» **Vorliegender Text**
==============================
Fisch frisst Wurm frisst Junge. Tag drei der Mülheimer KinderStücke 2012
Das Theater für junges Publikum
Geschrieben von: Marie-Hélène Nille-Hauf
Donnerstag, den 24. Mai 2012
Ein Scout-Rucksack hängt an der Rückenlehne einer Parkbank, von gelb-bräunlichen Blättern aus Plastik umgegeben. Drumherum turnt die braunhaarige Schauspielerin Bettina Storm. Sie wirft die Blätter aus ihren Armen heraus, baut sich aus ihnen einen Fluß inklusive Staudamm, lässt ein einzelnes Blatt zur Sonne werden und erklärt mit den Blättern das zweistellige Alter der von ihr gespielten Figur Jette, zehn Jahre alt. Sie kommt regelmäßig auf diese Parkbank, die ist räumlicher Mittelpunkt der Pop-Up Bühne, die aus einem eingegrenzten, weißen Bodenfeld und einer Rückwand mit Waldalleenmotiv besteht. Darin befinden sich eine Tür plus einem Fenster, sowie ein metallener Abfalleimer, inklusive einer leeren Zigarettenschachtel und massenhaftem Plastiklaub. Alle weiteren Spielgegenstände bringt Jette selbst in ihrem Scout-Rucksack mit, holt daraus zum Beispiel die von ihr selbstentworfene Action-Figur „Superpizzalieferboy" heraus und erzählt dem Publikum, wie sie mithilfe dieser Actionfigur ihren an Blutkrebs erkrankten, jüngeren Bruder (mit seiner Vorliebe für Pizzas) aufzuheitern versuchte.
In Form eines Monologs erzählt der Text, geschrieben vom Autor und Regisseur des Stückes Jens Raschke, von der Auseinandersetzung eines jungen Mädchens mit dem Tod durch das Abbleben ihres eigenens Bruders. Ein großer, philosophischer Monolog zwar, der die länger anhaltenden Konsequenzen eines Todes sogar am Beispiel einer jung sterbenden Kinderfigur, die Rezipienten sind ungefähr gleichalt oder älter, aber nah und ernsthaft heranholt. Mit schnellen Wechseln zwischen subjektiven Wahrnehmungsbeschreibungen der Situation Jettes, ihren eigenen Überlegungen dazu und Gefühlen, bietet er der Schauspielerin die Möglichkeit zu einer sensiblen, engagierten Darstellung. Dieses bündig anschließende Spiel der quirrligen, wissbegierigen Figur Jette treibt den Text voran, unterhält und führt die Zuschauer durch die Zeit vor dem Tod des Bruders, sogar noch darüber hinaus. Aber vielleicht könnte sich die Inszenierung in der Mitte der Aufführung für die einzelnen Elemente mehr Zeit lassen, um deren eigene Potentiale auch in ruhigen Momenten zu Wort kommen zu lassen.
==============================
» **Schriftlicher Auftrag 1**
Gib an, wie viele Zeilen der Datensätze das Wort „above“ enthalten, und nenne dabei nur die Zahl. Groß- und Kleinschreibung sind zu beachten.
Der Text und die Datensätze stammen aus unterschiedlichen Quellen.

» **Eingabe**
==============================
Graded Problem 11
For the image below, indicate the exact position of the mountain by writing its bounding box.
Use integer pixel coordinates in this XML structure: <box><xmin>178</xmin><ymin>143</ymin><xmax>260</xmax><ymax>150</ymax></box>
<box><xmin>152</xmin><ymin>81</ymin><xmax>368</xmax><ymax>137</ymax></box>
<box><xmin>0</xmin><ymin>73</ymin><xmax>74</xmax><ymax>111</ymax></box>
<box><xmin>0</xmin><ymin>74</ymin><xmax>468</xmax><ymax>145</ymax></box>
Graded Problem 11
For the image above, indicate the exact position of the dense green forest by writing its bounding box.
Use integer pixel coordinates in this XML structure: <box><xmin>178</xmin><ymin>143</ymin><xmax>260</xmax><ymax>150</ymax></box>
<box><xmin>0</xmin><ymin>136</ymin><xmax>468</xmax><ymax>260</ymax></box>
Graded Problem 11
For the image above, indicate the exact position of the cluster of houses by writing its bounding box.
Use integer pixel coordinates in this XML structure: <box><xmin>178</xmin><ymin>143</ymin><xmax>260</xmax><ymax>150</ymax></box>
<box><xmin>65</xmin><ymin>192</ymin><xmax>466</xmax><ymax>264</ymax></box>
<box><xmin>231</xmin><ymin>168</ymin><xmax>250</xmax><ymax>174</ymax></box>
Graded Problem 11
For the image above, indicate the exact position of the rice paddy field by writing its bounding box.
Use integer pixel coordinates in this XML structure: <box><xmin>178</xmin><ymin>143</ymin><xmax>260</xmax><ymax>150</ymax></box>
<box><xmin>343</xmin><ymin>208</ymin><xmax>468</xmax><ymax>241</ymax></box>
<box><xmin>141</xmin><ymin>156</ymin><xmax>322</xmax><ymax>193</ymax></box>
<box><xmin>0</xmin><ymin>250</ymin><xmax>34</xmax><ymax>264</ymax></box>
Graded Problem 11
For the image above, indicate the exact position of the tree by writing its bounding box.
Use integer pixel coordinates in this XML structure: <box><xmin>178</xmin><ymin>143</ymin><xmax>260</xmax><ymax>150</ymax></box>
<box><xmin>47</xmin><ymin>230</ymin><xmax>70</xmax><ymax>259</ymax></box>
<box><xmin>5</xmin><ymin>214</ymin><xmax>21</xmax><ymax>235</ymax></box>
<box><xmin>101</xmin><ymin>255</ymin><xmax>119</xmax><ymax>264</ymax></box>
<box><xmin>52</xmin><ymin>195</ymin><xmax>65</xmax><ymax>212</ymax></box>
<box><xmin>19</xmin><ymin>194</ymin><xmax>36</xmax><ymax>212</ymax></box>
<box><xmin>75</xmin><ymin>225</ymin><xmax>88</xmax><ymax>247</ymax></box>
==============================
» **Schriftlicher Auftrag 2**
Prüfe, ob die folgenden Aussagen mit der Kritik zu den Mülheimer KinderStücken übereinstimmen, und antworte jeweils mit Ja oder Nein samt den entscheidenden Worten des Textes als wörtlichem Zitat. (a) Die Figur Jette ist zehn Jahre alt. (b) Der Text des Stückes stammt von Bettina Storm. (c) Die Rückwand der Bühne zeigt ein Waldalleenmotiv.

» **Fertige Antwort 1**
4

» **Fertige Antwort 2**
(a) Ja: „der von ihr gespielten Figur Jette, zehn Jahre alt“
(b) Nein: „geschrieben vom Autor und Regisseur des Stückes Jens Raschke“
(c) Ja: „einer Rückwand mit Waldalleenmotiv“